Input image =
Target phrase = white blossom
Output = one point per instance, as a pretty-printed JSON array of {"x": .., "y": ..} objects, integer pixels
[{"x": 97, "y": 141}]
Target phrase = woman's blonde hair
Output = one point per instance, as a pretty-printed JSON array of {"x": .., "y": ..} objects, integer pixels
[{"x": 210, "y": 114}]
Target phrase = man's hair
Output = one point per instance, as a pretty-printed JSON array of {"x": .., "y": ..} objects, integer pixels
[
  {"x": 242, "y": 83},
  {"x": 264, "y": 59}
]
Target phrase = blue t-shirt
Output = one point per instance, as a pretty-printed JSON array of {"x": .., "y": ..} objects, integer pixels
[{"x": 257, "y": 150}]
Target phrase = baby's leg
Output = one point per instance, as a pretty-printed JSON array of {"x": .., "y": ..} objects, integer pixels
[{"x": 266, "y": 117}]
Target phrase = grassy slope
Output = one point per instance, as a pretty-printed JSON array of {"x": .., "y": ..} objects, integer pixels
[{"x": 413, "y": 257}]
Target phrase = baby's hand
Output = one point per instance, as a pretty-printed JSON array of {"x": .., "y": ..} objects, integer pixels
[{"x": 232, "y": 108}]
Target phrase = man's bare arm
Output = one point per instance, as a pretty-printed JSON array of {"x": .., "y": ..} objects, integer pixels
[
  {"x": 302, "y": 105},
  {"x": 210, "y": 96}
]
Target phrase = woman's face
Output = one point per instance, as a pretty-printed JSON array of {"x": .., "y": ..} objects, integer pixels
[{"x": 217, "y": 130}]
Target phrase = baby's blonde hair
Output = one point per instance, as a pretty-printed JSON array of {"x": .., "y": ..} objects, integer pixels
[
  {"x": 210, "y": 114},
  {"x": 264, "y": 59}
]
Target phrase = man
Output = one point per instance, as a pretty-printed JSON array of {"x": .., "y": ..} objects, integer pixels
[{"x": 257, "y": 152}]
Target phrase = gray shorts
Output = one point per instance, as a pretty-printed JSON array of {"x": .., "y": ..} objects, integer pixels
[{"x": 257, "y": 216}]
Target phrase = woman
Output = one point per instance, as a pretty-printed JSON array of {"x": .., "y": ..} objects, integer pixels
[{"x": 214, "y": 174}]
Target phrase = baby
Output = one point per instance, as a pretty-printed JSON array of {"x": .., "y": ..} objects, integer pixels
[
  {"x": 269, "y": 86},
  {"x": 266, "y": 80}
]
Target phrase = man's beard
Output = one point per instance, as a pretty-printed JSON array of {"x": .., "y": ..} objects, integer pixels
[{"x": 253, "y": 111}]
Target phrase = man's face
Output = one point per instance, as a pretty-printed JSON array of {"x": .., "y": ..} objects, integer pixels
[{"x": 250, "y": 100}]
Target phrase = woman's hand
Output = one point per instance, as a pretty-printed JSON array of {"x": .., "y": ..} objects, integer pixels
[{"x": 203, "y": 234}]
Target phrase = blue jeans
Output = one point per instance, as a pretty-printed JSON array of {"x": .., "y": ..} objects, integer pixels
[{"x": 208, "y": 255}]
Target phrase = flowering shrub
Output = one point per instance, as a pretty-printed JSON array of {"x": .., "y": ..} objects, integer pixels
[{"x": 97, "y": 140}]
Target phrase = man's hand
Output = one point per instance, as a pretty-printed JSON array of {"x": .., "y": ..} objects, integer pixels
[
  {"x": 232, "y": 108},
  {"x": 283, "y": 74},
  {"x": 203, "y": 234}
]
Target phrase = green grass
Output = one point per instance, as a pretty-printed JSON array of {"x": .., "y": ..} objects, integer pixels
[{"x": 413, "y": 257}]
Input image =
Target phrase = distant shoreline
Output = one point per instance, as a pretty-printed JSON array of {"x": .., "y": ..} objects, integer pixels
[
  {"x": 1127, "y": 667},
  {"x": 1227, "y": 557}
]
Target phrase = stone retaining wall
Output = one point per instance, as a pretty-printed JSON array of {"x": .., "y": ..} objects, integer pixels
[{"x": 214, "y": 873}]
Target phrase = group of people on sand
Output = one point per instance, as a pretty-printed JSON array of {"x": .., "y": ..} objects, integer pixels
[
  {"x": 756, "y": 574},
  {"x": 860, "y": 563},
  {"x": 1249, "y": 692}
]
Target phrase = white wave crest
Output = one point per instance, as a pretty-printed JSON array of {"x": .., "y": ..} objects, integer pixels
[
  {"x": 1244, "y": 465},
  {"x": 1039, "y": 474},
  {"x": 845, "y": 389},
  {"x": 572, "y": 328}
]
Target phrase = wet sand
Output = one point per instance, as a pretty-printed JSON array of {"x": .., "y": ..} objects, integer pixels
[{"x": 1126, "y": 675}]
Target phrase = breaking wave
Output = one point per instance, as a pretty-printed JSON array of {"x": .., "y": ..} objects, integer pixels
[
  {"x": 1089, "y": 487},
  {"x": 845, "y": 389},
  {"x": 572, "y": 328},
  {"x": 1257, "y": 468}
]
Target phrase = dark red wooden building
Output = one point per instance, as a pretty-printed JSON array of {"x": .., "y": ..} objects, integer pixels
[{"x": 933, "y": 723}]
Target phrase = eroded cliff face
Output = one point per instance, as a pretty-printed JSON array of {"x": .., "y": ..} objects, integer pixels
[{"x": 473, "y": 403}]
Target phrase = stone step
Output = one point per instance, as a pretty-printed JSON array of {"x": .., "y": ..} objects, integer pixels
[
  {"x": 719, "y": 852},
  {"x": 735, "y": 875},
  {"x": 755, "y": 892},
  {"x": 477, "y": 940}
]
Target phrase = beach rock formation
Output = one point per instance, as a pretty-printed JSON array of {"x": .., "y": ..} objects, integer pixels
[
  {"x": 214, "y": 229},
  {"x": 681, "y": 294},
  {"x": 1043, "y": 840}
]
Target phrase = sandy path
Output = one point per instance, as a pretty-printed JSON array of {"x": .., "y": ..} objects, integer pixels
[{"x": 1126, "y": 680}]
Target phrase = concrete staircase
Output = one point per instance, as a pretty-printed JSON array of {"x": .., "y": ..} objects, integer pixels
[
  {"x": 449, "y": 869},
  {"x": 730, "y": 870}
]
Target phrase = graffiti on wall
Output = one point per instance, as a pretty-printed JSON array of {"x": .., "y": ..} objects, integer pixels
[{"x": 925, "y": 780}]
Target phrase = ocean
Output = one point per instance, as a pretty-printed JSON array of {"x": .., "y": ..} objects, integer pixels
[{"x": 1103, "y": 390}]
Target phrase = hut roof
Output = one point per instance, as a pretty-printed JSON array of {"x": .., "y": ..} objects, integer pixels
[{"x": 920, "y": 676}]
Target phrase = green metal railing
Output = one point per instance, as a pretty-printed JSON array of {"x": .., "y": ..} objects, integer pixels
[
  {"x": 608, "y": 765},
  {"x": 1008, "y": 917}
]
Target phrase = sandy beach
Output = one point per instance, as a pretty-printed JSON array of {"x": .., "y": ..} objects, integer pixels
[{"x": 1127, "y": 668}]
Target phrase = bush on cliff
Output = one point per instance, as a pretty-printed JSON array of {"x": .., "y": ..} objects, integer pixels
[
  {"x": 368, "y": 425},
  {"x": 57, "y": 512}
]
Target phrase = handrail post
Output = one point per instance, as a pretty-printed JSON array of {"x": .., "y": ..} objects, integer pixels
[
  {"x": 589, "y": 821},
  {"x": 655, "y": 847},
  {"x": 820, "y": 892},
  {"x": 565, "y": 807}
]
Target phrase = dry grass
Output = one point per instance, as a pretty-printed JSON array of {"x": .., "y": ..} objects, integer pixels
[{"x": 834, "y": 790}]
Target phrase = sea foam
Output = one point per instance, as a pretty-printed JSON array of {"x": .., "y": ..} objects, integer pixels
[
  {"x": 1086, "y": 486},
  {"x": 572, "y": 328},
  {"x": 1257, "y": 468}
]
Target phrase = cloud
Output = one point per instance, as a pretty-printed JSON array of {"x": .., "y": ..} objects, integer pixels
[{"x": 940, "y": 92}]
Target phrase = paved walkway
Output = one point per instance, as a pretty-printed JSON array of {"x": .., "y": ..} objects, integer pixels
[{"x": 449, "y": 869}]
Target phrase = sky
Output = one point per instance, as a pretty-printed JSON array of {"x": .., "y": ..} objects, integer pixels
----------
● Problem: Rewrite the stretch from the line containing "Target phrase = bush on cliff" through the end of the records, both ends included, with every line and request reproduced. Scale each x and y point coordinate in the answers by 1.65, round to whole numbers with halves going up, and return only those lines.

● Solved problem:
Target phrase = bush on cliff
Output = one point per instance, as a pretty-printed JSON array of {"x": .., "y": ..} objects, integer pixels
[
  {"x": 607, "y": 701},
  {"x": 94, "y": 845}
]
Target phrase = handrail post
Output = one point per instance, as a pretty-printed JSON array of {"x": .., "y": ..} objects, integer pixels
[
  {"x": 972, "y": 1355},
  {"x": 1081, "y": 1398},
  {"x": 1353, "y": 1472},
  {"x": 932, "y": 1332}
]
Target phrase = dry grass
Output = one point per instance, as a pretty-printed JSON array of {"x": .., "y": ..} objects, integer pixels
[{"x": 1376, "y": 1304}]
Target phrase = sea foam
Output = one point per instance, as a pretty-printed JSON array of {"x": .., "y": ..} objects, integer pixels
[
  {"x": 1792, "y": 802},
  {"x": 944, "y": 541},
  {"x": 2074, "y": 772}
]
Target phrase = cloud
Output = one point per instance, as a pretty-printed JSON array of {"x": .., "y": ..} objects, integer pixels
[{"x": 1551, "y": 152}]
Target phrase = paved walkway
Output = one point per instance, as a pretty-printed JSON array of {"x": .., "y": ..} objects, integer pixels
[{"x": 741, "y": 1434}]
Target phrase = sky
Output = one point per instance, as a pretty-printed JSON array of {"x": .., "y": ..} objects, integer pixels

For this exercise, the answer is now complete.